- [Exercise requirements] Present every item below as a numbered list, leaving out any blank lines.

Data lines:

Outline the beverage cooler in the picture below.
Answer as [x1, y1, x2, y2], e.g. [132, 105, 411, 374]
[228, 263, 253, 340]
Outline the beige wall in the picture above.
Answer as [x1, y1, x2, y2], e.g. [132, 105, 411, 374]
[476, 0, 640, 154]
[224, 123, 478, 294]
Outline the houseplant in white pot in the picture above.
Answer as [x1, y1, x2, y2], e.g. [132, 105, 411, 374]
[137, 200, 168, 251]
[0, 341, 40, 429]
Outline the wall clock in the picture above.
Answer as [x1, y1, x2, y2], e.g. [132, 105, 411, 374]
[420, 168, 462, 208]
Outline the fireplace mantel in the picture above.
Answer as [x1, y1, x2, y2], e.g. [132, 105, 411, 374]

- [Response to this exercise]
1. Outline the beverage cooler in the picture below.
2. Answer as [x1, y1, x2, y2], e.g. [132, 105, 411, 374]
3. [228, 263, 253, 340]
4. Outline the beige wall in the picture above.
5. Answer as [x1, y1, x2, y2], e.g. [132, 105, 411, 374]
6. [476, 0, 640, 154]
7. [224, 123, 478, 294]
8. Outline the houseplant in white pot in the picture above.
9. Answer as [x1, y1, x2, y2], e.g. [132, 105, 411, 374]
10. [137, 200, 168, 251]
11. [0, 341, 40, 429]
12. Outline the wall clock in the picture above.
13. Answer as [x1, y1, x2, y2], e.g. [132, 105, 411, 374]
14. [420, 168, 462, 208]
15. Outline the fireplace mantel in the picture above.
16. Answer as [x1, y1, x2, y2], e.g. [132, 105, 411, 374]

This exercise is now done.